MATERIAL SHOWN =
= = = = =
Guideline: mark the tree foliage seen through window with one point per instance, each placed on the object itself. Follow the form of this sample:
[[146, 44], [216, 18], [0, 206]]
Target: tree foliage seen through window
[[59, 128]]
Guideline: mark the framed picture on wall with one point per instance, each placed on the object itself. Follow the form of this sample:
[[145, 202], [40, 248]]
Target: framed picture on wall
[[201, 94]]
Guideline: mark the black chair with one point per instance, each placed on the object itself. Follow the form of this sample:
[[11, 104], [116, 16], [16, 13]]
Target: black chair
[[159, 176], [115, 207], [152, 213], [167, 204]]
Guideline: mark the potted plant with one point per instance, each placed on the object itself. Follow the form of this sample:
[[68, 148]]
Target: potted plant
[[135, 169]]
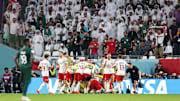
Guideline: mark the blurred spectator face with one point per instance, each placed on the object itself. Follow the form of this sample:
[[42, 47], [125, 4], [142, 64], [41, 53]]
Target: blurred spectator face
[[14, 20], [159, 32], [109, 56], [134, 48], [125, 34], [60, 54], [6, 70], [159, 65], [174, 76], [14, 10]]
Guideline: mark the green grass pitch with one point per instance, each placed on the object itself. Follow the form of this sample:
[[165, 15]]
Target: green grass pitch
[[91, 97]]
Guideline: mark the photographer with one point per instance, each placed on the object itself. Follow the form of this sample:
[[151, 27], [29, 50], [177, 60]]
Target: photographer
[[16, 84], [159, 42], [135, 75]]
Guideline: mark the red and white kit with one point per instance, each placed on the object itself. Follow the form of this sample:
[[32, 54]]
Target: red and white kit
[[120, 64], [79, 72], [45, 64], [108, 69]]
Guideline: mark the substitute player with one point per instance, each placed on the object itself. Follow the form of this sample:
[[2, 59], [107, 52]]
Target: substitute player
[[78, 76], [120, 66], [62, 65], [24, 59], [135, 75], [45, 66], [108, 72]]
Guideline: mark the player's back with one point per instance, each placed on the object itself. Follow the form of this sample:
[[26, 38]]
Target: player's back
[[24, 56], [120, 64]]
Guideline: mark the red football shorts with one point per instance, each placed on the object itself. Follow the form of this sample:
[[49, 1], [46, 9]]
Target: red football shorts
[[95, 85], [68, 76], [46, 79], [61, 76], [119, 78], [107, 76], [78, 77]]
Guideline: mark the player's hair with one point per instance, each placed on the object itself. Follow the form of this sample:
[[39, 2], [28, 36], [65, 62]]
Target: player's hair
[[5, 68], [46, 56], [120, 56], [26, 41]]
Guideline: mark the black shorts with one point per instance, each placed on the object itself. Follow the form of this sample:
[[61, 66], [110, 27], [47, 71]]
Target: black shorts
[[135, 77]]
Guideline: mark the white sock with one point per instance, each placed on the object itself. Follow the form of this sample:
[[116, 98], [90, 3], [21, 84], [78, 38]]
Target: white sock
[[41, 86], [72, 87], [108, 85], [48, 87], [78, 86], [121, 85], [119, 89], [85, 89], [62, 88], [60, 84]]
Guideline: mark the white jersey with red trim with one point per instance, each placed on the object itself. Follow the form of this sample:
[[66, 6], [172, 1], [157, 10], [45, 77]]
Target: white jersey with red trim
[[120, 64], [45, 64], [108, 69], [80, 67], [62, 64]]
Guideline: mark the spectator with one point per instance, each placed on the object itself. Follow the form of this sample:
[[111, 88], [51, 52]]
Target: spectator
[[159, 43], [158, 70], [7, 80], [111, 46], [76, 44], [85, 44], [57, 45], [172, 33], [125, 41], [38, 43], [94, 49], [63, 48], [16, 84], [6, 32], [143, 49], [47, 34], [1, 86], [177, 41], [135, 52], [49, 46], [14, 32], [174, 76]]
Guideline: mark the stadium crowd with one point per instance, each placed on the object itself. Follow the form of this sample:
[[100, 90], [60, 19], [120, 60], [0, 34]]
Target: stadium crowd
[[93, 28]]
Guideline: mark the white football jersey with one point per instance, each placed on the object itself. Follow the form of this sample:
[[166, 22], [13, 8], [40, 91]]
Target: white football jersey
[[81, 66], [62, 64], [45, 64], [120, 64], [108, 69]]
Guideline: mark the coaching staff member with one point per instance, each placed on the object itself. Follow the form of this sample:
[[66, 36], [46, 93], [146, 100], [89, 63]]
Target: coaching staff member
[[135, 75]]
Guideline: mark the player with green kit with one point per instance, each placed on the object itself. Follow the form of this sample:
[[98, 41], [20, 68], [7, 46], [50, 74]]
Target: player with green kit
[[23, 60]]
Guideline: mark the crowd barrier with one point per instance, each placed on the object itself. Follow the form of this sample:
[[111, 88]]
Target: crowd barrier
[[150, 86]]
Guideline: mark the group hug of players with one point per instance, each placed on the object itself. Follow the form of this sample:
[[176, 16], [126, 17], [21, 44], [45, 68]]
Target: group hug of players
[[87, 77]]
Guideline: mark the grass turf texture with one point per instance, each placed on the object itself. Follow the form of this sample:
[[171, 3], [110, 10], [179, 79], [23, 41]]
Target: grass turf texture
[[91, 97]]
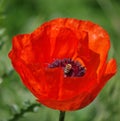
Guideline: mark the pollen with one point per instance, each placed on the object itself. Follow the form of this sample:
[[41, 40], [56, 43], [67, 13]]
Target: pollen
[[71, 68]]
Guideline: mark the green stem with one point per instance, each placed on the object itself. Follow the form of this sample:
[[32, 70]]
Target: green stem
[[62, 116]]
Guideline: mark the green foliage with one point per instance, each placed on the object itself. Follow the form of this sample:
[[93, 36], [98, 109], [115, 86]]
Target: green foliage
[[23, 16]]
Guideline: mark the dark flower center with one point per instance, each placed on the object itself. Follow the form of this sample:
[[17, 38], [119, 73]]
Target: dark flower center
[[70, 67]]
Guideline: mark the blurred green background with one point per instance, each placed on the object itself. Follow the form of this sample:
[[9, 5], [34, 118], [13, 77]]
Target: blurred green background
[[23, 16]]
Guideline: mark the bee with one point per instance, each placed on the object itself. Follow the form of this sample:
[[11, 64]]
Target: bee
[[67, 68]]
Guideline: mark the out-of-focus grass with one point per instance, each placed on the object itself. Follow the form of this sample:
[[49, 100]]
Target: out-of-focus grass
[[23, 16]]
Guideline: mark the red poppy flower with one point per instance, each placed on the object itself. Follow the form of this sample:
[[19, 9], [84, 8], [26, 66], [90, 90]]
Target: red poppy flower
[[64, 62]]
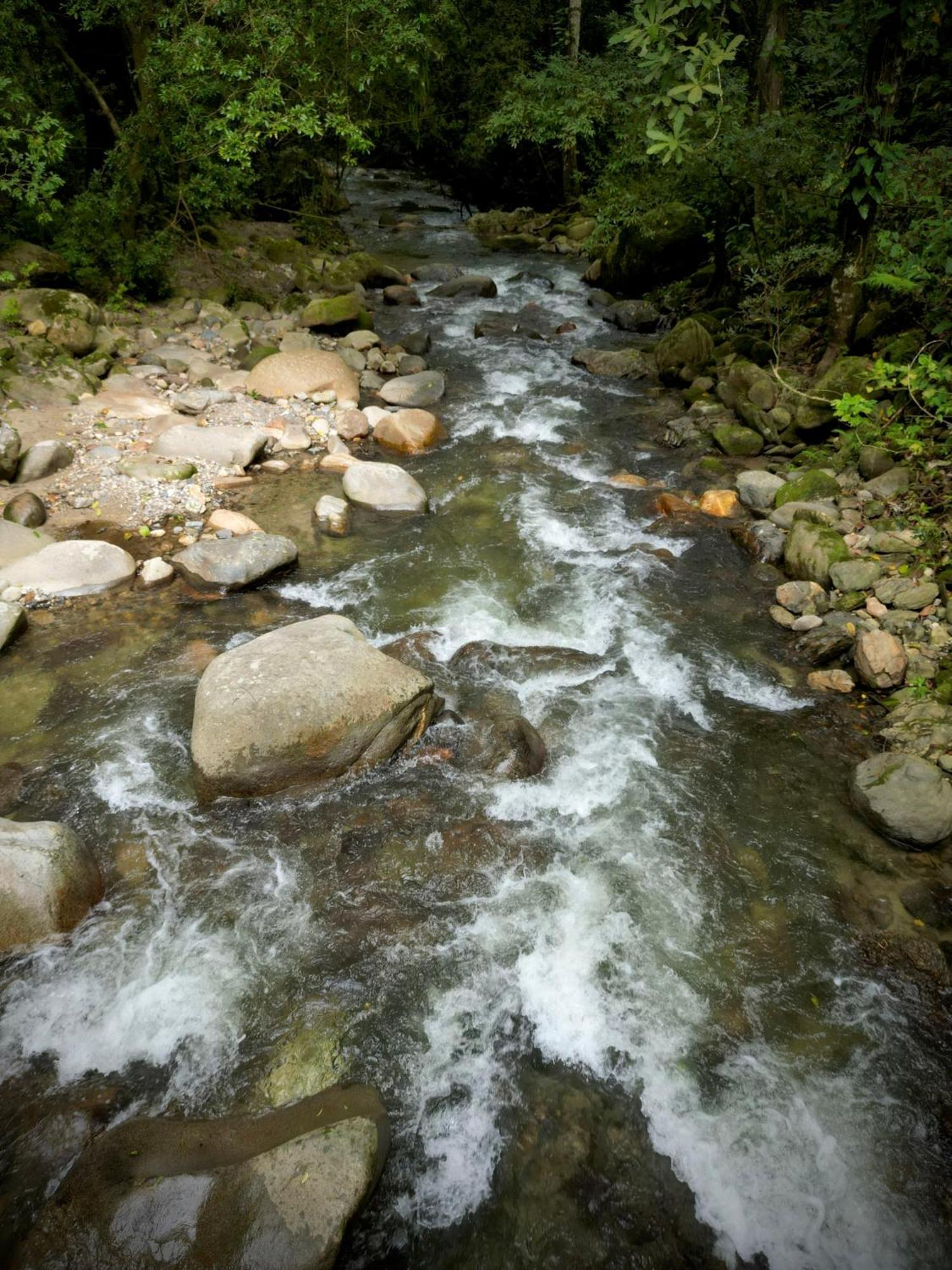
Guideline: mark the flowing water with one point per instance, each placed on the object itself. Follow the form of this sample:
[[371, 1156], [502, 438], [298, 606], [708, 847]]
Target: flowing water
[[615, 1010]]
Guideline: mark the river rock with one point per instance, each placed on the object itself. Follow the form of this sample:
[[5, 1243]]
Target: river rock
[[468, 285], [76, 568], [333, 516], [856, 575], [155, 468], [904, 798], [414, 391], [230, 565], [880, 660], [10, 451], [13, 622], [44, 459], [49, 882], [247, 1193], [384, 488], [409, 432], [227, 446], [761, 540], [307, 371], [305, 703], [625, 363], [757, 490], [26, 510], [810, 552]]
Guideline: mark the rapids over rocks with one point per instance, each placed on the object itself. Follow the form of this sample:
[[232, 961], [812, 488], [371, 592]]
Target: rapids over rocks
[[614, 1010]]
= = = = =
WHAT IS EXPECTED = Rewrite the lines from the one containing "Guideline: mark the flowing" through the one containing "[[615, 1010]]", inclusive, changing "flowing water" to "running water" and leaving everything else unchanged.

SOLUTION BELOW =
Guideline: mark the running water with one point per instance, each placed on the object itself. Follow the form of this sample:
[[371, 1156], [502, 438], [298, 606], [708, 847]]
Target: running water
[[615, 1010]]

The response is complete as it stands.